- [Exercise brief]: Return the listing below word for word.

- [Dataset entries]:
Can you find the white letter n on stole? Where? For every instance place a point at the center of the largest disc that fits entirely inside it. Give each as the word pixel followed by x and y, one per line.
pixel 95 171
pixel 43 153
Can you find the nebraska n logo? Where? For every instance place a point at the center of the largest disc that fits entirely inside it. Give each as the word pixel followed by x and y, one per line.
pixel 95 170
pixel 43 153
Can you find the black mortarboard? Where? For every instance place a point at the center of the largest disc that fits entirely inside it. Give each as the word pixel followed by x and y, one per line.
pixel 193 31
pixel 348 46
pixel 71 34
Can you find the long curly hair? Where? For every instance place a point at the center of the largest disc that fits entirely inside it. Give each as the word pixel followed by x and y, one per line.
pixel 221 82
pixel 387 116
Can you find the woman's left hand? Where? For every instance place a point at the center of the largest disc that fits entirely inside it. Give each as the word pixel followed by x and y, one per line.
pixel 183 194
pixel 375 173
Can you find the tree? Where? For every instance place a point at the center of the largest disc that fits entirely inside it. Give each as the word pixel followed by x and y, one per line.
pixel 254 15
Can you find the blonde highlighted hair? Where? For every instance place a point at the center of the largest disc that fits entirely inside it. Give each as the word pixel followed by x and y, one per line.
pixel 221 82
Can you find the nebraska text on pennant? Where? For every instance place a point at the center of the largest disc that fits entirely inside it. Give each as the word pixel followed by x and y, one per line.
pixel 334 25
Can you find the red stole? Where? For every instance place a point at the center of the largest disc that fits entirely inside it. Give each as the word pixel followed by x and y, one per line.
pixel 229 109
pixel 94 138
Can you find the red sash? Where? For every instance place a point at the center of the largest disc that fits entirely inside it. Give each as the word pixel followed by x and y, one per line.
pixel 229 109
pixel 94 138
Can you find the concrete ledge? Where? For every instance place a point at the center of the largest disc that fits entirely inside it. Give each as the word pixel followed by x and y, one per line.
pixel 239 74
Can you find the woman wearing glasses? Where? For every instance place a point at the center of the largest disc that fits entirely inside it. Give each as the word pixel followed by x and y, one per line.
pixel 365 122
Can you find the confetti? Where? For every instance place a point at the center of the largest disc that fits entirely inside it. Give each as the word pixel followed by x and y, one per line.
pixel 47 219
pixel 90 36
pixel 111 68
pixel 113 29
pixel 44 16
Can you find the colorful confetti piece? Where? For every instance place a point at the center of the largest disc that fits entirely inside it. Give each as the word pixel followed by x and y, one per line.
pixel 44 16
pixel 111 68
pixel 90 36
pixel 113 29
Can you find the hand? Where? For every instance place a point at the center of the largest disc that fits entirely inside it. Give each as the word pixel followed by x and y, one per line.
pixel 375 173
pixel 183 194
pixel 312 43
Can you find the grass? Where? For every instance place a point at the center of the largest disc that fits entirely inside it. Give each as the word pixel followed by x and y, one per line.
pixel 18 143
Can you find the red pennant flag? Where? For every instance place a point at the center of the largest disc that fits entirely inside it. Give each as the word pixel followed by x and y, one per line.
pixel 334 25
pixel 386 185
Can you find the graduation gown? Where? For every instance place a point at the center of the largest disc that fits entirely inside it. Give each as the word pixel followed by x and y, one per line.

- [Written solution]:
Can you find the white letter n on stole? Where? For every instance place a point at the center of the largest disc that fits entirely inside it. Give each as the word pixel followed by x and y, one per line.
pixel 95 171
pixel 43 153
Can you find the nebraska n logo? Where? For every instance place a point at the center of the largest disc that fits entirely inside it. Give each as the word pixel followed by x and y, one per line.
pixel 95 170
pixel 43 153
Can you find the black mortarboard? Where? For every instance place a point at the center of the largest disc that fits entirely inside it. Give each as the word pixel followed by x and y, one per line.
pixel 193 31
pixel 348 46
pixel 71 34
Can you find the long curly hair? Where? For every instance place a point at the center of the largest disc that fits entirely inside it. Give each as the word pixel followed by x and y, one per line.
pixel 221 82
pixel 387 116
Can you find the woman's left hand? Where? For every instance place a point at the center of the largest disc that fits entirely inside it. Give each as the word pixel followed by x and y, one per line.
pixel 183 194
pixel 375 173
Can you find the tree? Where? For every instance place a point at the center of the largest disc that fits entirely inside it. Give each as the word pixel followed by x and y, one per line.
pixel 254 15
Can you find the blonde highlighted hair? Where? For every instance place a point at the center of the largest disc that fits entirely inside it. Give each as the word pixel followed by x and y, one per line.
pixel 221 82
Can you find the nebraska text on pennant? Where? For every instance place a point at the center of the largest disc that fits entirely inside it. Give each as the word pixel followed by x and y, one per line.
pixel 334 25
Can you find the red stole? Where? For every instance place a point at the center of the largest disc that fits entirely inside it. Give each as the word pixel followed by x and y, one per line.
pixel 229 109
pixel 94 138
Can you find the red sash? Where? For every instance place a point at the center of the largest disc that fits entirely inside it. Give each as the word pixel followed by x and y, one per line.
pixel 229 109
pixel 94 138
Can you find the concrete ledge? Where? For every instance place a point at the center of the largest disc that fits entirely inside it. Give each as the word pixel followed by x and y, one per line.
pixel 239 74
Can you find the woman wearing glasses? Where? For every instance place a point at the center of the largest disc that fits entirely inside it. Give each as the word pixel followed by x and y, one per line.
pixel 365 122
Can you find the confetti? Where? For every instance place a point at the center of the largest disc that fits entirely inside it. Give each as the word pixel followed by x and y, one per line.
pixel 47 219
pixel 90 36
pixel 111 68
pixel 113 29
pixel 44 16
Can you find the colorful confetti piece? Where? For every instance place a point at the center of the largest disc that fits entirely inside it. Give each as the word pixel followed by x and y, one per line.
pixel 44 16
pixel 111 68
pixel 90 36
pixel 113 29
Can you find the hand? Where? For every instance place a point at the center of the largest disc that fits entirely inside it. Give each as the word pixel followed by x and y, one per line.
pixel 375 173
pixel 183 194
pixel 312 43
Can you find the grass? Where? For every instance place a point at the center of the largest disc that fits entirely inside it. Give each as the word pixel followed by x and y, one per line.
pixel 18 143
Can you find the red pennant flag? Where? For every instance place a point at the center of the largest disc that fits entirely inside it. Give each as the word pixel followed by x and y, one per line.
pixel 334 25
pixel 386 185
Can you find the graduation gown? Where? For every instance place a point at the center of the largest disc that fits entirely inside it. Give each as the word pixel followed by x and y, one per line.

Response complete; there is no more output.